### REQUIRED ACTIONS
A) Reproduce everything in the Auckland CBD passage from "Population (June 2025)" down to "ending March 2026.".
B) According to the Auckland CBD passage, who established Auckland in 1840?

### SOURCE EXTRACT
Population (June 2025)
- • Total: 38,110
- • Density: 8,620/km^{2} (22,300/sq mi)

= Auckland CBD =

Central business district in New Zealand

The Auckland Central Business District (CBD), or Auckland city centre, is the geographical and economic heart of the Auckland metropolitan area. It is the area in which Auckland was established in 1840, by William Hobson on land gifted by mana whenua hapū Ngāti Whātua Ōrākei. It is New Zealand's leading financial hub, and the centre of the country's economy; the GDP of the Auckland Region was NZD$167 billion in the year ending March 2026.

The CBD is one of the most densely developed places in New Zealand, with many commercial and some residential developments packed into a space of only 433 hectare. The area is made up of the city's largest concentration of skyscrapers and businesses. Bounded by several major motorways and the harbour coastline to the north, it is surrounded further out by mostly suburban areas; it is bounded to the north by Waitematā Harbour, east by Parnell, southeast by Grafton, south by Mount Eden, southwest by Newton, west by Freemans Bay and northwest by Viaduct Harbour.

### EXTRACTED MATERIAL
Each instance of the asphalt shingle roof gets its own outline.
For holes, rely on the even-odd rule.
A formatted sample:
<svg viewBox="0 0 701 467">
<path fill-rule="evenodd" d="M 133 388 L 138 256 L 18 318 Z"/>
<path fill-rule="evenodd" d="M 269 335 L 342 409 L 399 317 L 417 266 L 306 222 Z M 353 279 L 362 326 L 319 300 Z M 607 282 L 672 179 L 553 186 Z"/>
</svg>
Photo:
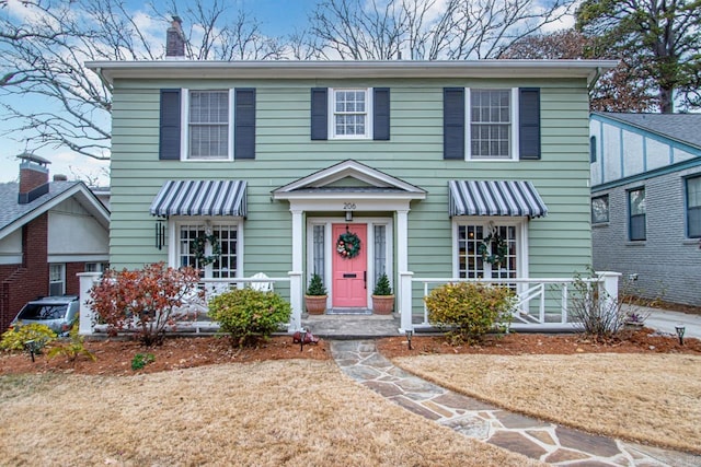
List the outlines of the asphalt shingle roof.
<svg viewBox="0 0 701 467">
<path fill-rule="evenodd" d="M 0 230 L 12 222 L 42 207 L 80 182 L 50 182 L 48 192 L 26 205 L 18 202 L 20 186 L 14 182 L 0 184 Z"/>
<path fill-rule="evenodd" d="M 701 114 L 596 114 L 701 148 Z"/>
</svg>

### TASK-BY-TASK ANSWERS
A)
Population (June 2025)
- • Total: 38,110
- • Density: 8,620/km^{2} (22,300/sq mi)

= Auckland CBD =

Central business district in New Zealand

The Auckland Central Business District (CBD), or Auckland city centre, is the geographical and economic heart of the Auckland metropolitan area. It is the area in which Auckland was established in 1840, by William Hobson on land gifted by mana whenua hapū Ngāti Whātua Ōrākei. It is New Zealand's leading financial hub, and the centre of the country's economy; the GDP of the Auckland Region was NZD$167 billion in the year ending March 2026.

B) William Hobson